What is expected: From the first line to the last, print the material exactly, skipping the pictures.

Task input:
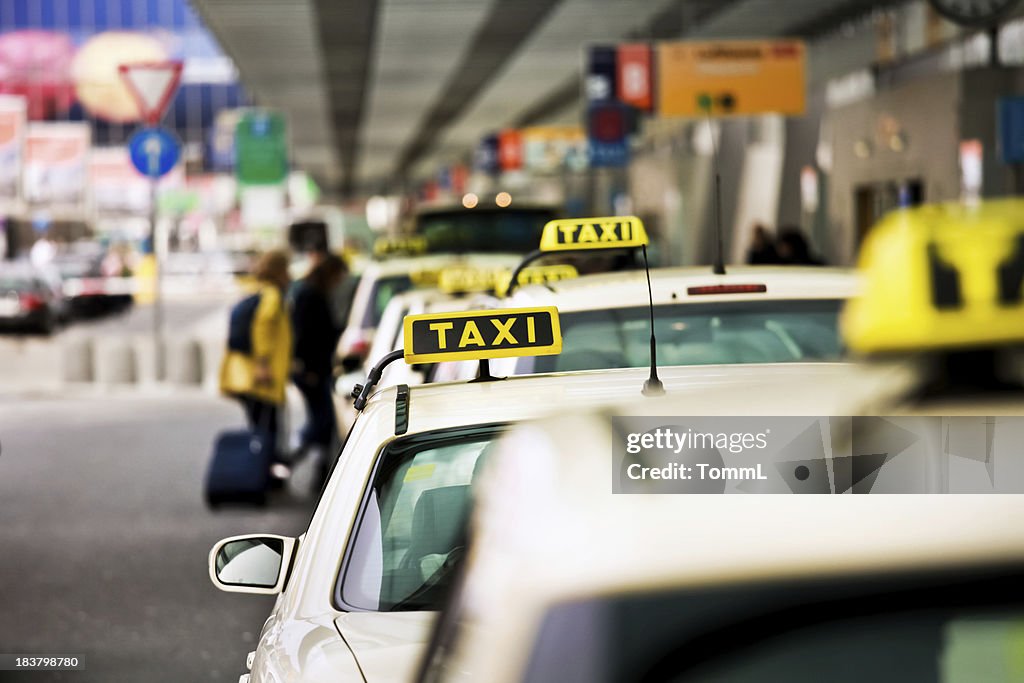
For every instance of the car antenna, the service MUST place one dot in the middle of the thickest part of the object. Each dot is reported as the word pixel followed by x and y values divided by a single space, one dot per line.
pixel 719 266
pixel 652 386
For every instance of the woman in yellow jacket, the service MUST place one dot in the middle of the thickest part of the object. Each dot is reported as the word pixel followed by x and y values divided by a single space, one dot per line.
pixel 259 379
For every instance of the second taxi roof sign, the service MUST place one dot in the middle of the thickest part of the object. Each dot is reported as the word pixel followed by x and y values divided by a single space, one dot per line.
pixel 482 334
pixel 608 232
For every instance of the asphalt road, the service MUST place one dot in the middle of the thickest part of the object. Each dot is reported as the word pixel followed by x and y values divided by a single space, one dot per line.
pixel 103 539
pixel 29 360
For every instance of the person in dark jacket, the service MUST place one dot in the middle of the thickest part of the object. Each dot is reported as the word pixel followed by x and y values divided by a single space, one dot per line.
pixel 794 250
pixel 762 247
pixel 315 337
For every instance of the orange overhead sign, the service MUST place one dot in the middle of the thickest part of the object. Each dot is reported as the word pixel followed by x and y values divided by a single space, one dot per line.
pixel 740 77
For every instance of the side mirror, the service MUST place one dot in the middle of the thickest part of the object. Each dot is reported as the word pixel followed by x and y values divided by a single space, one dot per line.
pixel 252 563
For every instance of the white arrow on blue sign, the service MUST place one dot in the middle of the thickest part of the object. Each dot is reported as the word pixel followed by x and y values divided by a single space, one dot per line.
pixel 154 152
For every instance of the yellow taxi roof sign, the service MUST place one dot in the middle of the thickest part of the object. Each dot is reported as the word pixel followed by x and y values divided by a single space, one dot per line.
pixel 604 232
pixel 476 335
pixel 466 280
pixel 408 245
pixel 537 274
pixel 940 276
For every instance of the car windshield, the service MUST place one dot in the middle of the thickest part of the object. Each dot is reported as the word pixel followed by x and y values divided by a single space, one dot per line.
pixel 384 289
pixel 504 230
pixel 410 532
pixel 771 331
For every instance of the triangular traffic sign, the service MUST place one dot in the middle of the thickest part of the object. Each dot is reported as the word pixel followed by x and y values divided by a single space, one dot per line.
pixel 153 84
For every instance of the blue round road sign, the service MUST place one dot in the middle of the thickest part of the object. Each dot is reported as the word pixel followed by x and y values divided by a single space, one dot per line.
pixel 154 152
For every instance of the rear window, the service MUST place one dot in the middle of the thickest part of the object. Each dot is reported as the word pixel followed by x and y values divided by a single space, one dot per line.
pixel 482 230
pixel 411 530
pixel 771 331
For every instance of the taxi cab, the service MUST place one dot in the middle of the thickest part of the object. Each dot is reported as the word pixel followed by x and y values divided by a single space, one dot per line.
pixel 591 585
pixel 357 592
pixel 748 314
pixel 587 585
pixel 384 279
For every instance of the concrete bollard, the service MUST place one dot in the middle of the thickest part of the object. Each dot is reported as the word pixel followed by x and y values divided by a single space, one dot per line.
pixel 76 359
pixel 114 361
pixel 145 359
pixel 213 352
pixel 184 361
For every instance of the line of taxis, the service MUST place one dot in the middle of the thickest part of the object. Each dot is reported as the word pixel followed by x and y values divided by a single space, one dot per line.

Expected answer:
For every instance of the car antenna, the service MUST place one dot in the middle of the thickest part of the object. Each dot is reported as the word pixel followed by x and y values divided by a single space, one dot per line.
pixel 719 266
pixel 652 386
For every instance of the woman in yellow jacket, the service MUST place one dot in the middle of the thickest part of the object. Each dot is reported as the word pixel followed by x and y values divided by a single space, one dot per line.
pixel 259 379
For every instance of the second taxi roof sign, the service MUST place one dot in the middle of the thickest part of the object. Each dot is reported as the word pixel followed by x and y values divided by a single space, one dot per line.
pixel 482 334
pixel 608 232
For every instance of the asphalt road, the service MUST place one dot in the middle of the thickest part of the object. Each dot is reported as the word pixel followed by x and y values divided by a single space, one dot per line.
pixel 103 539
pixel 29 360
For every instance of the person in dark jacket, the service MUST place one dot in the middle of the thickest part of the object. Each dot is reported as the word pixel followed by x and y values divided by a single space, one dot per line.
pixel 794 250
pixel 762 247
pixel 315 337
For every instance of the orange overhead sign, the service MUST place one dot in the middle of the thickest part of the object. Each dot is reported as the word pixel followed by x and y values divided by a single space, one dot per line.
pixel 740 77
For every instance of the side mirror, the service MUST place one dot in the middle of the thickest part of the object. Each dot is reported as the word pixel followed by x and y values divided by a single space, one dot per line.
pixel 252 563
For every instance of the white arrow on blue sign, the service MUST place one dot in the middle of the thickest part of the object. Each dot is reported as the word pixel followed by x and y values divided by a single space, one dot per line.
pixel 154 152
For every instance of the yellow taxi roof sign, the service MUST place one dot in the middle of the thickest part of the object. Each dot is reported as the word pixel followed by x and y values divided by a single space, one dot per line.
pixel 604 232
pixel 476 335
pixel 466 280
pixel 408 245
pixel 537 274
pixel 940 276
For every instance of the car windshield, the service MUST place one dot in the middle of the thickest part of the object. Each dot is reported as the word pixel followed by x and y values divided by a single space, one dot per line.
pixel 384 289
pixel 504 230
pixel 410 532
pixel 771 331
For every instance of the triangular traffic sign, the service MUST place one dot in the middle of the thickest part of the object. Each dot is reported as the word pixel followed by x and y values divided by a single space, one dot per line.
pixel 153 84
For every instance of the blue round road sign, the service MUST place one dot in the middle of the thickest part of the object. Each dot is reported as the word pixel followed by x and y values divided by a single space, one dot per line.
pixel 154 152
For every instance of the rear window, the service MUST place one dot in the middle of the thickest part of the object. Each dot is reported as the word pixel followed by x and y values divided by a single space, one dot per line.
pixel 482 230
pixel 411 530
pixel 771 331
For every instance of the taxi cab, the service MUST place one dot in the middle of the thickest part of the object. Each dot is reported as the word pixel followed by x and y values divided by a single space, one dot per line.
pixel 591 585
pixel 357 592
pixel 748 314
pixel 587 585
pixel 384 279
For every instance of the concrete bollard, the service MUST place one dot in the middle of the thickest part of the object. Each dot is reported as the word pixel followed by x and y values divided by a single space, one dot per line.
pixel 76 359
pixel 114 361
pixel 145 359
pixel 213 352
pixel 184 361
For every instance of the line of taxis, the service MUST place one dot in the middle of the thickest part of the object. Each dot is reported as the word pixel followed by x and y values divided by a single space, one dot per line.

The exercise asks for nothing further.